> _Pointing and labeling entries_
++++++
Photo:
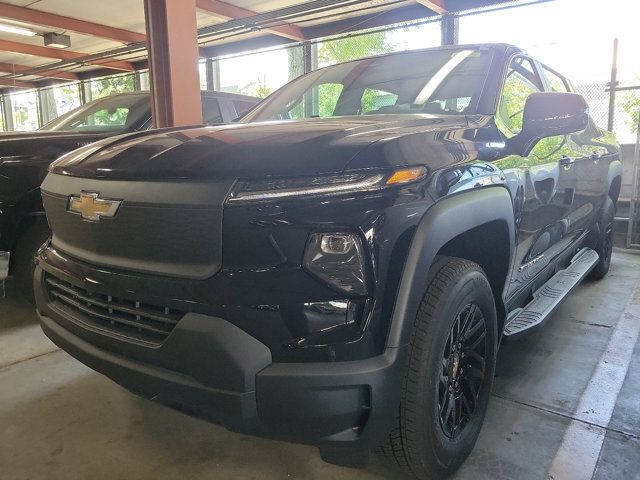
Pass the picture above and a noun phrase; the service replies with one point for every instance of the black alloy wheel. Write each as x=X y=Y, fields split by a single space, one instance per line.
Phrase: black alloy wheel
x=463 y=370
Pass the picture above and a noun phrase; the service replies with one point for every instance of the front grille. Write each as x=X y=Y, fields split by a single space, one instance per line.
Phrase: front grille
x=144 y=323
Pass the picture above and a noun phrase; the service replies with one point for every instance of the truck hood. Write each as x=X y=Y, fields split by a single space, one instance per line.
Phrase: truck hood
x=283 y=148
x=43 y=144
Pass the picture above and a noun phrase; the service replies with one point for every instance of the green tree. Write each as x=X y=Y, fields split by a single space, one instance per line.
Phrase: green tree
x=631 y=106
x=112 y=85
x=257 y=89
x=105 y=86
x=343 y=50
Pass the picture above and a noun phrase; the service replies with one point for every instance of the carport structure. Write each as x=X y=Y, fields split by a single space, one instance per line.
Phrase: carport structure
x=168 y=37
x=58 y=419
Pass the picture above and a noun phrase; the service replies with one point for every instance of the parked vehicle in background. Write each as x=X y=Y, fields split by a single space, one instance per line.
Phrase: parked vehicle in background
x=340 y=267
x=25 y=156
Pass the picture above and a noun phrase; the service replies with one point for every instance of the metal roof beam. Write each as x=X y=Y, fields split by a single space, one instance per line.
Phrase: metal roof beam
x=59 y=74
x=38 y=51
x=226 y=11
x=38 y=17
x=434 y=5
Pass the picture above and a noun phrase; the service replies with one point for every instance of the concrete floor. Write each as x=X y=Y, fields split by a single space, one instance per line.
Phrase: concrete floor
x=61 y=420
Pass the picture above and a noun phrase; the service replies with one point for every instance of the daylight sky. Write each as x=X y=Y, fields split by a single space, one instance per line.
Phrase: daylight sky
x=572 y=36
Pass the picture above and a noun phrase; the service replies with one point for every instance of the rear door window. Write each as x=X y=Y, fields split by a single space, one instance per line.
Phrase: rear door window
x=242 y=106
x=521 y=81
x=211 y=112
x=557 y=83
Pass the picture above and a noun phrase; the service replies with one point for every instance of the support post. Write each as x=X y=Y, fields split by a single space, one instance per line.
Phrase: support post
x=612 y=86
x=47 y=105
x=173 y=62
x=209 y=71
x=7 y=107
x=449 y=29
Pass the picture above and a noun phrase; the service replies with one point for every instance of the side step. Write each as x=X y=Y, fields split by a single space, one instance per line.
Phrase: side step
x=547 y=298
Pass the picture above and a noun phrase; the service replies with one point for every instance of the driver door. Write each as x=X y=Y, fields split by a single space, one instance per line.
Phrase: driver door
x=542 y=183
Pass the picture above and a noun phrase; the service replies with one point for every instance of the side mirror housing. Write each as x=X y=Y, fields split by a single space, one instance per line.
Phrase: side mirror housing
x=547 y=114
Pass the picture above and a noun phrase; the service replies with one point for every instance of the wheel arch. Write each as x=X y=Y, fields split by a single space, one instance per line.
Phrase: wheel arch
x=451 y=227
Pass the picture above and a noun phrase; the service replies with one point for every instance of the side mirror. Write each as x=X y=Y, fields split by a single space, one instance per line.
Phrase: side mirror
x=547 y=114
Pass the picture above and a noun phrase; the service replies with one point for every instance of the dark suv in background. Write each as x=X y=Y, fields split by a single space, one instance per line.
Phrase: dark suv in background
x=340 y=267
x=25 y=156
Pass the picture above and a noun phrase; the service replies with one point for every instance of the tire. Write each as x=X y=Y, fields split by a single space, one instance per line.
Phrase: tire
x=603 y=243
x=423 y=445
x=26 y=248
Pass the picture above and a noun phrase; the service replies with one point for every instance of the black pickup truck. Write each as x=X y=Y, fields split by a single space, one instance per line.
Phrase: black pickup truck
x=340 y=267
x=25 y=156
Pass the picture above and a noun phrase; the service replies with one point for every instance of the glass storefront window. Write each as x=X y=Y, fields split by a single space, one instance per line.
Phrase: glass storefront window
x=66 y=97
x=257 y=74
x=25 y=111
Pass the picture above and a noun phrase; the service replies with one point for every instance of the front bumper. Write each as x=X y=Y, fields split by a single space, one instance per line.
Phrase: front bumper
x=212 y=369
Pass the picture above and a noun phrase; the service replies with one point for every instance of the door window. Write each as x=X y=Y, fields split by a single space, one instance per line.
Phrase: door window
x=555 y=81
x=521 y=81
x=211 y=111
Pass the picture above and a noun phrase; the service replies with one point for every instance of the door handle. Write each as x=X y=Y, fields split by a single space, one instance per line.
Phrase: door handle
x=566 y=161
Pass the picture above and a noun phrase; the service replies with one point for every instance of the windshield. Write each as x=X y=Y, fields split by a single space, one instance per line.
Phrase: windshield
x=447 y=81
x=119 y=113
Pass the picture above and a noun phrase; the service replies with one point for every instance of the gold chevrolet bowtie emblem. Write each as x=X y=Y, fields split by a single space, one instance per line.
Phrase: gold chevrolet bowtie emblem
x=91 y=207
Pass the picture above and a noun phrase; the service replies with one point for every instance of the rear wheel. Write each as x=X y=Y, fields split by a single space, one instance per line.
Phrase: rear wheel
x=450 y=372
x=603 y=243
x=23 y=261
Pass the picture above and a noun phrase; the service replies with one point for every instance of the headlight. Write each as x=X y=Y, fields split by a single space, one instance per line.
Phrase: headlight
x=337 y=259
x=323 y=185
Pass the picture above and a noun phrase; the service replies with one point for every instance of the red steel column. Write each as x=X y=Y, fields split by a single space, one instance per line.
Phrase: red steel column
x=173 y=62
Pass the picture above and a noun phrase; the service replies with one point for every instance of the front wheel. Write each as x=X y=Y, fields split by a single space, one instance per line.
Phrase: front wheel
x=448 y=382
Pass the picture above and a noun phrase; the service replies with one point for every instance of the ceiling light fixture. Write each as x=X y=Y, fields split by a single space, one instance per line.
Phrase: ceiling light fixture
x=17 y=30
x=57 y=40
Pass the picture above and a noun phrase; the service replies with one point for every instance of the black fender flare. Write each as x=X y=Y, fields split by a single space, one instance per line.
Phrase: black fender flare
x=441 y=223
x=615 y=170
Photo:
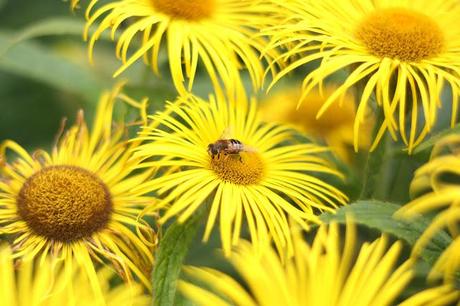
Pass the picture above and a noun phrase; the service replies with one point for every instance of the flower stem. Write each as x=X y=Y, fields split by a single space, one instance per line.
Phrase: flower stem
x=372 y=172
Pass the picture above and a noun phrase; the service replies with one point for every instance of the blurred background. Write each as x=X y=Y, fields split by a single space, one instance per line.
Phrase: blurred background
x=45 y=74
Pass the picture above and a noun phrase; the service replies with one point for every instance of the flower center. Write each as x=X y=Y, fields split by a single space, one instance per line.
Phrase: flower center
x=64 y=203
x=401 y=34
x=185 y=9
x=245 y=168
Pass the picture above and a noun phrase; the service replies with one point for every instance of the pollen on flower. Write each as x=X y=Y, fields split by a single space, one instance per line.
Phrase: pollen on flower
x=246 y=168
x=64 y=203
x=402 y=34
x=186 y=9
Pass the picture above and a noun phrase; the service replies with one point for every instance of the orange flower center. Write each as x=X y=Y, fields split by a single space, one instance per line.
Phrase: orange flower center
x=402 y=34
x=64 y=203
x=185 y=9
x=245 y=168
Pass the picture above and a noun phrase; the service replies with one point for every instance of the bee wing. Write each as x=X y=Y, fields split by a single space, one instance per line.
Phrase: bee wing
x=227 y=133
x=249 y=149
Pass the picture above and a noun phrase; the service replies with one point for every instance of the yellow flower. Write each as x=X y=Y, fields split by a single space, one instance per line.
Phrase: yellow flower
x=403 y=52
x=77 y=201
x=220 y=34
x=334 y=127
x=268 y=181
x=47 y=283
x=440 y=177
x=325 y=273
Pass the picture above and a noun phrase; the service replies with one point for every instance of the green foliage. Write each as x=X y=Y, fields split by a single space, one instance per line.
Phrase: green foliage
x=379 y=215
x=171 y=253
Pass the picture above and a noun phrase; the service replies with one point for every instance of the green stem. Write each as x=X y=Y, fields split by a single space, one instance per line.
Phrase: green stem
x=372 y=172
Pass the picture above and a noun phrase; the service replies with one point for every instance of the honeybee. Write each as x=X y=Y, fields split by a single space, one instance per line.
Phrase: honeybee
x=225 y=146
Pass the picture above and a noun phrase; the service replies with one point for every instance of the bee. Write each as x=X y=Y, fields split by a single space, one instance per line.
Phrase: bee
x=226 y=147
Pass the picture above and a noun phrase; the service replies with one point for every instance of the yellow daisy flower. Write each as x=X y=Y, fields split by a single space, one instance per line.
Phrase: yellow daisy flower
x=335 y=127
x=46 y=283
x=440 y=177
x=265 y=180
x=403 y=52
x=220 y=34
x=325 y=273
x=77 y=201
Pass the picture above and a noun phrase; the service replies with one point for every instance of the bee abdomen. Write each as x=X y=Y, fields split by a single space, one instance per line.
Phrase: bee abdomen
x=235 y=141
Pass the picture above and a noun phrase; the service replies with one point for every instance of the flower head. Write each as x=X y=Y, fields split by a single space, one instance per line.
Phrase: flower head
x=76 y=202
x=335 y=127
x=219 y=34
x=436 y=188
x=221 y=152
x=402 y=52
x=47 y=283
x=323 y=273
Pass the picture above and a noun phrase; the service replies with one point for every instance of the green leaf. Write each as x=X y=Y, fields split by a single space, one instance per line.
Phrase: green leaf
x=428 y=144
x=43 y=64
x=379 y=215
x=172 y=251
x=49 y=26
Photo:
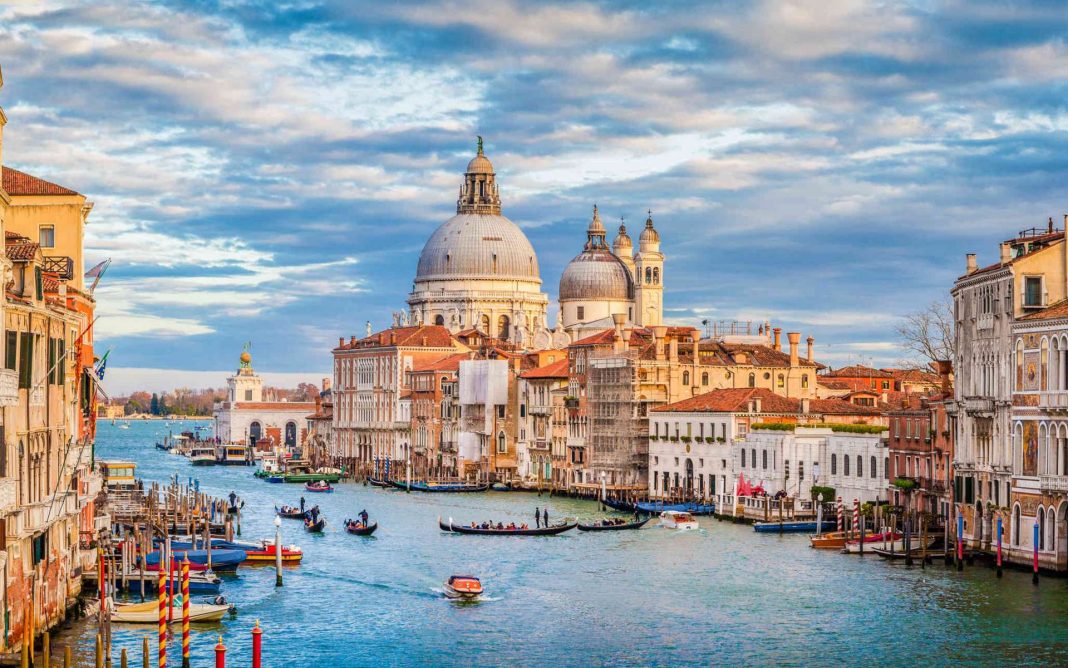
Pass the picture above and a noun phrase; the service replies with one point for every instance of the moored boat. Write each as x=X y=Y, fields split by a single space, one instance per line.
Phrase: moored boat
x=678 y=519
x=790 y=527
x=614 y=527
x=466 y=587
x=358 y=528
x=477 y=530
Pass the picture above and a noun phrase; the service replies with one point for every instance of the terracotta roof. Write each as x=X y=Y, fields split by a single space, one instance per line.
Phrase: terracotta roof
x=555 y=370
x=857 y=371
x=22 y=250
x=302 y=406
x=1055 y=310
x=733 y=400
x=20 y=183
x=450 y=362
x=420 y=336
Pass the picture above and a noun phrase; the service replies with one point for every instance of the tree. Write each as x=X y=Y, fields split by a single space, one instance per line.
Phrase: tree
x=927 y=335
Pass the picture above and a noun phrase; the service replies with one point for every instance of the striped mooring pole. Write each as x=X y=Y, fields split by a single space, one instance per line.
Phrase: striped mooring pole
x=162 y=616
x=185 y=611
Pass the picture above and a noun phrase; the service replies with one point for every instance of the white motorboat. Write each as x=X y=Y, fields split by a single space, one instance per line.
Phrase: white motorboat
x=678 y=519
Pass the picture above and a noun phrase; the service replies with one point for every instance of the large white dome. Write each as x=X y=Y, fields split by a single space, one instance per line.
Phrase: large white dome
x=477 y=246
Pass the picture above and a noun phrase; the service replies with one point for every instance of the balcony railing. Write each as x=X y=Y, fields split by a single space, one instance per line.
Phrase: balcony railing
x=61 y=265
x=1053 y=483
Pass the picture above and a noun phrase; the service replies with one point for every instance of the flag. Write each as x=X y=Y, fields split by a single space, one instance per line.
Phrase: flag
x=96 y=273
x=103 y=364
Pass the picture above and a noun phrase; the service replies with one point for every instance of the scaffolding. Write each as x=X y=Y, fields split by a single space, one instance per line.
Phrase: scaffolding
x=618 y=423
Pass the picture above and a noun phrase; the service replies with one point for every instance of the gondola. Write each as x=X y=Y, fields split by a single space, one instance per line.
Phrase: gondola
x=614 y=527
x=454 y=528
x=442 y=487
x=289 y=512
x=355 y=530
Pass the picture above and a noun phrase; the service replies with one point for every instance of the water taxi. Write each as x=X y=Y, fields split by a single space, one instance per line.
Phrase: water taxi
x=678 y=519
x=118 y=475
x=466 y=587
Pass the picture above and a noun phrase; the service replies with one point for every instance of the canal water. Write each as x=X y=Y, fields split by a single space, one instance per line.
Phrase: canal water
x=653 y=597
++++++
> _Instructions to follow_
What needs duplicating is the run of lines from the one containing "of the white" through the last line of the entries above, exact and complete.

> _Solution_
Pass the picture above and a noun phrase; the service replies with one point for every instance of the white motorboat. Write each as x=X y=Y, fields split by a single space, one instance per line.
Phrase: white motorboat
x=678 y=519
Pass the picture above and a noun phrase; the service replies with one point for every instance of the large white dome. Write each as x=X y=Y, fields split by a single space, one instance per line.
Phrase: large white dome
x=477 y=246
Pass the picture above and a noun phrase; the service replies with one point for every instance of the balcony railing. Write each as x=X y=Y, fields split by a single space, one instance per line.
Phrase: balcony railing
x=61 y=265
x=1053 y=483
Pass the picture above and a noun phrase; the service replies with one point for every instance of the flag. Write each as x=X y=Y, fields split by a single space, one instance per line.
Phrase: flag
x=96 y=273
x=103 y=364
Pass the picture above and a noun phrase; the service replies with one point for every instance of the scaffolding. Write each as x=X y=Y, fields split by a single space, one instance per line.
Phrase: scaffolding
x=618 y=423
Pass the picture above and a noun phrase; the service replies with one point for every instance of the gondola. Write each as x=X y=Y, fields split by a single space, one instance per line.
Phrase: gondola
x=614 y=527
x=454 y=528
x=442 y=487
x=289 y=512
x=355 y=530
Pass the picture above and a noun phrase; the service replies with one point for every instance of the water taxi. Write each as x=X y=Y, fields split by a single space, one instance per line.
Phrase: water taxi
x=678 y=519
x=118 y=475
x=466 y=587
Pass the picture above and a noun phrase; the service replies with one point for every instance of the canal water. Write each as x=X y=Y, fields split by a single space, one instance per line.
Phrase: canal water
x=653 y=597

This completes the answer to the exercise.